## [Set task 1]
Using the passage on Solr collections in Fusion, explain why a newly created app already has a collection with the same name as the app.

— Start of Source passage —

Solr is the open source search engine at the core of Fusion. When you [index your data](/docs/5/fusion/getting-data-in/indexing/overview), it is stored in a Solr collection.

<LwTemplate />

## Collections

Your data is organized into collections. When you create an app, Fusion automatically creates a collection with the same name. You can create additional collections in any app.

A primary collection contains the data that your users will search. Every primary collection is associated with a set of auxiliary collections that contain related data, such as signals, aggregations, and more.

Under the hood, a Fusion collection is a distributed index in Solr, defined by a named configuration stored in ZooKeeper, with these properties:

* Number of shards\
  Documents are distributed across this number of partitions.
* Document routing strategy\
  How documents are assigned to shards.
* Replication factor\
  How many copies of each document in the collection.
* Replica placement strategy\
  Where to place replicas in the cluster.

If your data is already stored in a Solr instance or cluster, you can manage this collection
in Fusion by creating a Fusion collection that imports the existing Solr collection.

<Note>
  Collection names are case-insensitive, but Fusion preserves case when displaying collection names.

— End of Source passage —
— Start of Listed records —

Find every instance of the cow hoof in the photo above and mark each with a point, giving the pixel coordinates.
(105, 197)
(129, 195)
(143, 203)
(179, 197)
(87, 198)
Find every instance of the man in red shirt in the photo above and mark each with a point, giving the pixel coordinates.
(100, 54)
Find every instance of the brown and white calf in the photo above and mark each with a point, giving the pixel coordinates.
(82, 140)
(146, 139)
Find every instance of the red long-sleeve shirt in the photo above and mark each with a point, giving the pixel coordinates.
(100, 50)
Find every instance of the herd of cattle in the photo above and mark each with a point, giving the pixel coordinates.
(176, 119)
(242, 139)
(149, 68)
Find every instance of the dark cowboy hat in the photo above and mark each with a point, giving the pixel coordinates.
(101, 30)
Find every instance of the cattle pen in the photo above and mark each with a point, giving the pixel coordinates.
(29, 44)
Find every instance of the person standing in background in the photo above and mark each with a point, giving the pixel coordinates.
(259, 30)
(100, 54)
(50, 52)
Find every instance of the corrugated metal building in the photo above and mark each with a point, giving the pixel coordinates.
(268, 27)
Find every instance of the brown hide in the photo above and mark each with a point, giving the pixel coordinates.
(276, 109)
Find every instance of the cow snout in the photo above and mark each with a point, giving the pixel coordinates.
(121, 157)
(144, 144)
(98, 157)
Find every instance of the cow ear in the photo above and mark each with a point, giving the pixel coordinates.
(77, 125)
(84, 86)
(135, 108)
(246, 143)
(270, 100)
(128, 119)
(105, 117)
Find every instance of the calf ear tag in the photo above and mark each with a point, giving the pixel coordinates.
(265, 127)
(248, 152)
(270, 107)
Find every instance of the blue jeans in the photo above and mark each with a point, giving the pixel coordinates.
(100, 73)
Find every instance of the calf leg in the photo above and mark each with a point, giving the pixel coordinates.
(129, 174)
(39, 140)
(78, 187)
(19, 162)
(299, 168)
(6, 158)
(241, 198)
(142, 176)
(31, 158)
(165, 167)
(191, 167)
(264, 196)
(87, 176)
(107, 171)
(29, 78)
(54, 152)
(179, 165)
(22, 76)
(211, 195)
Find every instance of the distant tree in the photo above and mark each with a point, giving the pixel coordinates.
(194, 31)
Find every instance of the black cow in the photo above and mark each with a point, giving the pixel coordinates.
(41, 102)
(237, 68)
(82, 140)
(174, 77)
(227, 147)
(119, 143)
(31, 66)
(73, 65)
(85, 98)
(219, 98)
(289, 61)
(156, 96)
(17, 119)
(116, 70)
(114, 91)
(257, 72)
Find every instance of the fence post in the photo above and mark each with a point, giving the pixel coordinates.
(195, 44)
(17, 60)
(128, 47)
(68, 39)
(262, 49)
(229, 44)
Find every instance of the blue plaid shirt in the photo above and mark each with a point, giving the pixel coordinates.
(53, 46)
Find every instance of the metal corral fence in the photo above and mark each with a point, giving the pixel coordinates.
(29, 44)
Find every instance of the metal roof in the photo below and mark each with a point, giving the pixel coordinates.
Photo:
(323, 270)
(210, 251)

— End of Listed records —

## [Set task 2]
Express the lines of the listing from the line containing "Find every instance of the distant" through the end of the listing, inclusive, as a JSON list of strings, with one string per line and blank lines left out.

## [Task solution 1]
Fusion automatically creates a collection with the same name whenever an app is created, so a new app already has a matching collection. Additional collections can then be created in the app.

## [Task solution 2]
[
  "Find every instance of the distant tree in the photo above and mark each with a point, giving the pixel coordinates.",
  "(194, 31)",
  "Find every instance of the black cow in the photo above and mark each with a point, giving the pixel coordinates.",
  "(41, 102)",
  "(237, 68)",
  "(82, 140)",
  "(174, 77)",
  "(227, 147)",
  "(119, 143)",
  "(31, 66)",
  "(73, 65)",
  "(85, 98)",
  "(219, 98)",
  "(289, 61)",
  "(156, 96)",
  "(17, 119)",
  "(116, 70)",
  "(114, 91)",
  "(257, 72)",
  "Find every instance of the fence post in the photo above and mark each with a point, giving the pixel coordinates.",
  "(195, 44)",
  "(17, 60)",
  "(128, 47)",
  "(68, 39)",
  "(262, 49)",
  "(229, 44)",
  "Find every instance of the blue plaid shirt in the photo above and mark each with a point, giving the pixel coordinates.",
  "(53, 46)",
  "Find every instance of the metal corral fence in the photo above and mark each with a point, giving the pixel coordinates.",
  "(29, 44)",
  "Find every instance of the metal roof in the photo below and mark each with a point, giving the pixel coordinates.",
  "Photo:",
  "(323, 270)",
  "(210, 251)"
]